Given problem:
Write out every record below exactly as it appears.
[start Data entries]
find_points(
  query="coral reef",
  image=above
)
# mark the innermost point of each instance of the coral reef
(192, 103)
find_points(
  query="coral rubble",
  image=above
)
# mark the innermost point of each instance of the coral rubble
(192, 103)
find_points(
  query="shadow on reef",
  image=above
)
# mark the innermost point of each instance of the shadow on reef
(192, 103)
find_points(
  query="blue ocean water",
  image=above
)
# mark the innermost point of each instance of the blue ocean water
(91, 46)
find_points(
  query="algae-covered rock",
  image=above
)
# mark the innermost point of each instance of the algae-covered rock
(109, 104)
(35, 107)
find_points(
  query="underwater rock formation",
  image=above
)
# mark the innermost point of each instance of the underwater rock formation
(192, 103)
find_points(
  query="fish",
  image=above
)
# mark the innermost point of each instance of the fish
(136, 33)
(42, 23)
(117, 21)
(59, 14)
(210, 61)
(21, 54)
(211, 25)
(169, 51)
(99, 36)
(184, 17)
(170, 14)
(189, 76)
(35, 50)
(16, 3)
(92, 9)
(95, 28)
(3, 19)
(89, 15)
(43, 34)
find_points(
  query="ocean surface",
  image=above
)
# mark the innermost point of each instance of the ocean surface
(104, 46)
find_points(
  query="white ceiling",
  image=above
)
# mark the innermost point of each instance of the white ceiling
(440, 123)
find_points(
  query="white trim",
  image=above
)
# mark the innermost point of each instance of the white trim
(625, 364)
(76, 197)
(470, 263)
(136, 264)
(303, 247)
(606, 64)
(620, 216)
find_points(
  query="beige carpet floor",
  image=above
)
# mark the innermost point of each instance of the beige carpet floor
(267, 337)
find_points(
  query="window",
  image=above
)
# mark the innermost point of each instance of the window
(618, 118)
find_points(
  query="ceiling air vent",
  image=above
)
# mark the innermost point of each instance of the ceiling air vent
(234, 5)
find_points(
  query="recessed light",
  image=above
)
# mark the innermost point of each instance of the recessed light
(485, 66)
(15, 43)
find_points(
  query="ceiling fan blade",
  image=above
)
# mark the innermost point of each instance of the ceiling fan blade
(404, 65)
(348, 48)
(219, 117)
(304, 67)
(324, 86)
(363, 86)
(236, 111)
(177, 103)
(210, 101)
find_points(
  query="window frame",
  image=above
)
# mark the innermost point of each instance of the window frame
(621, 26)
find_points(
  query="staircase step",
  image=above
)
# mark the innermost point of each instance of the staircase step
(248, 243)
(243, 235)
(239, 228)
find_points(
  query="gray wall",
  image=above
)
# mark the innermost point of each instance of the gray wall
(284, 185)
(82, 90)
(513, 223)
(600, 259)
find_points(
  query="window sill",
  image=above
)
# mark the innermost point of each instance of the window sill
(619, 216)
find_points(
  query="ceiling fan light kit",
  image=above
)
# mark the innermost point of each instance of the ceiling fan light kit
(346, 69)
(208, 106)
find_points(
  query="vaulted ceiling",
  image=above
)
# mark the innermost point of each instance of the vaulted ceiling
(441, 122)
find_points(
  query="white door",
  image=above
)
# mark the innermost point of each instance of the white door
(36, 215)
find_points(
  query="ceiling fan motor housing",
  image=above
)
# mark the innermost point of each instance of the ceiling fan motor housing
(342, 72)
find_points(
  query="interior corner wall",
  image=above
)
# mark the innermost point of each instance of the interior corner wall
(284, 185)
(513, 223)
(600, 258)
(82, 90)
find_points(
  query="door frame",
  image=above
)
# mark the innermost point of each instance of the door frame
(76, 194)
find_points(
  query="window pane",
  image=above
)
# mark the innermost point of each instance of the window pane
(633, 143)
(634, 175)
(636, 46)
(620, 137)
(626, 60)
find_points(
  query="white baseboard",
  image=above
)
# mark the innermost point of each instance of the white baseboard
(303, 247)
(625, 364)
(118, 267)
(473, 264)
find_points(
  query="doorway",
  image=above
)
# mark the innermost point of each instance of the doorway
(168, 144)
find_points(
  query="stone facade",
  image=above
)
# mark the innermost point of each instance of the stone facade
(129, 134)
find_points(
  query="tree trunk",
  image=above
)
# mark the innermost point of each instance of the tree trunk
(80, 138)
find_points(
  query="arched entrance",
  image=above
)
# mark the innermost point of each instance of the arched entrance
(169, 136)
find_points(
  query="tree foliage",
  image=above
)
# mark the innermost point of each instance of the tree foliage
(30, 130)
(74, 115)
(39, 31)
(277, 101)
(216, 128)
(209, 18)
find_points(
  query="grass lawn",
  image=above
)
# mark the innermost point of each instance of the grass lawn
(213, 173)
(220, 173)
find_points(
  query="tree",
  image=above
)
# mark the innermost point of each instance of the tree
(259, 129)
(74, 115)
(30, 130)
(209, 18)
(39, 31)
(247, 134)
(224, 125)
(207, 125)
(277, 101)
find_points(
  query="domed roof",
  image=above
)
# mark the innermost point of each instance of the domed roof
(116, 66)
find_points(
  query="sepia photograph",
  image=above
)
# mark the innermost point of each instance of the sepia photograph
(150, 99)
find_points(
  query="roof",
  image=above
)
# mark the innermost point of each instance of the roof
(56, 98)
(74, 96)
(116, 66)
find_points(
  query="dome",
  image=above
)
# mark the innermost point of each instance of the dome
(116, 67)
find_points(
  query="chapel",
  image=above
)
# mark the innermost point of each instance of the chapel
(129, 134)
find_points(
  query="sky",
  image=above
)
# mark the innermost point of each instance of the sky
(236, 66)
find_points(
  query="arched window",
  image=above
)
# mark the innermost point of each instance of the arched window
[end Data entries]
Exercise result:
find_points(
  query="coral reef",
  image=above
)
# mark the innermost point of each instance of the coral reef
(192, 103)
find_points(
  query="coral rubble",
  image=above
)
# mark the innermost point of each instance of the coral rubble
(192, 103)
find_points(
  query="shadow on reef",
  image=above
)
# mark the innermost point of each instance of the shadow on reef
(192, 103)
find_points(
  query="blue ocean water",
  image=above
)
# mark the innermost point of each instance of the blue ocean water
(91, 46)
find_points(
  query="algae-covered rock",
  image=above
)
# mark the innermost point of each instance of the algae-covered rock
(109, 104)
(35, 107)
find_points(
  query="underwater rock formation",
  image=above
)
# mark the innermost point of each instance of the underwater rock formation
(192, 103)
find_points(
  query="fish",
  image=above
)
# mark the innermost point of each instance of the fish
(136, 33)
(42, 23)
(117, 21)
(59, 14)
(210, 61)
(21, 54)
(211, 25)
(169, 51)
(99, 36)
(184, 17)
(170, 14)
(189, 76)
(35, 50)
(16, 3)
(92, 9)
(95, 28)
(3, 19)
(89, 15)
(43, 34)
find_points(
  query="ocean surface",
  image=above
)
# mark the innermost point of each instance of the ocean surface
(104, 46)
find_points(
  query="white ceiling",
  image=above
)
# mark the innermost point of each instance of the white ceiling
(440, 123)
find_points(
  query="white trim",
  image=above
)
# mark the innermost point of each instance of the white trim
(625, 364)
(76, 197)
(470, 263)
(136, 264)
(303, 247)
(606, 64)
(620, 216)
find_points(
  query="beige carpet floor",
  image=above
)
# mark the innermost point of each instance of the beige carpet floor
(267, 337)
find_points(
  query="window",
  image=above
)
# mark the innermost point of each instance of the window
(618, 118)
find_points(
  query="ceiling air vent",
  image=above
)
# mark the innermost point of each instance of the ceiling air vent
(234, 5)
find_points(
  query="recessed light",
  image=above
)
# mark the innermost point of each instance of the recessed light
(485, 66)
(15, 43)
find_points(
  query="ceiling fan blade",
  image=above
)
# mark the innermost point of each instance of the ceiling fan blade
(404, 65)
(348, 48)
(219, 117)
(304, 67)
(324, 86)
(363, 86)
(236, 111)
(177, 103)
(210, 101)
find_points(
  query="window frame",
  image=above
)
# mark the innermost point of each instance of the window frame
(621, 26)
find_points(
  query="staircase step",
  image=above
)
# mark the innermost point of each instance of the staircase step
(248, 243)
(243, 235)
(239, 228)
find_points(
  query="gray wall",
  image=above
)
# mark the innermost point of each instance of the gray wall
(284, 185)
(82, 90)
(513, 223)
(600, 259)
find_points(
  query="window sill",
  image=above
)
# mark the innermost point of each instance of the window sill
(619, 216)
find_points(
  query="ceiling fan light kit",
  image=above
)
# mark the innermost point of each instance of the ceiling fan light kit
(346, 69)
(208, 106)
find_points(
  query="vaulted ceiling",
  image=above
)
# mark the innermost point of each instance of the vaulted ceiling
(441, 122)
find_points(
  query="white door",
  image=above
)
# mark the innermost point of each instance of the white door
(36, 215)
find_points(
  query="ceiling fan motor housing",
  image=above
)
# mark the innermost point of each instance of the ceiling fan motor housing
(342, 72)
find_points(
  query="interior corner wall",
  image=above
)
# mark the innermost point of each instance of the interior corner wall
(284, 185)
(513, 223)
(600, 258)
(82, 90)
find_points(
  query="door frame",
  image=above
)
# mark the innermost point of each instance of the door frame
(76, 194)
find_points(
  query="window pane",
  image=above
)
# mark the innermost point of each instance of the window pane
(633, 143)
(634, 175)
(636, 46)
(620, 137)
(626, 60)
find_points(
  query="white baseboard",
  image=above
)
# mark the innermost point of each instance of the white baseboard
(303, 247)
(625, 364)
(118, 267)
(473, 264)
find_points(
  query="doorway",
  image=above
)
# mark the innermost point of each instance of the doorway
(168, 144)
find_points(
  query="stone facade",
  image=above
)
# mark the innermost point of each instance of the stone facade
(129, 134)
find_points(
  query="tree trunk",
  image=above
)
# mark the innermost point of each instance of the tree trunk
(80, 138)
find_points(
  query="arched entrance",
  image=above
)
# mark the innermost point of each instance of the arched entrance
(169, 136)
find_points(
  query="tree foliage",
  image=above
)
# mark the innermost point of each instance of the tree foliage
(30, 130)
(74, 115)
(39, 31)
(277, 101)
(216, 128)
(209, 18)
find_points(
  query="grass lawn",
  image=above
)
# mark the innermost point of each instance of the grass lawn
(213, 173)
(220, 173)
find_points(
  query="tree",
  image=above
)
# mark the innermost point of each instance of the tree
(259, 129)
(74, 115)
(30, 130)
(209, 18)
(39, 31)
(247, 134)
(224, 125)
(207, 125)
(277, 101)
find_points(
  query="domed roof",
  image=above
)
# mark the innermost point of each instance of the domed roof
(116, 66)
find_points(
  query="sepia photograph",
  image=above
)
# mark the innermost point of each instance of the sepia photograph
(150, 99)
find_points(
  query="roof",
  image=above
)
# mark the innermost point of each instance of the roof
(56, 98)
(74, 96)
(116, 66)
find_points(
  query="dome",
  image=above
)
# mark the innermost point of each instance of the dome
(116, 67)
find_points(
  query="chapel",
  image=above
)
# mark the innermost point of each instance of the chapel
(129, 134)
find_points(
  query="sky",
  image=above
)
# mark the innermost point of each instance of the sky
(236, 66)
find_points(
  query="arched window",
  image=above
)
# mark the innermost point of each instance of the arched window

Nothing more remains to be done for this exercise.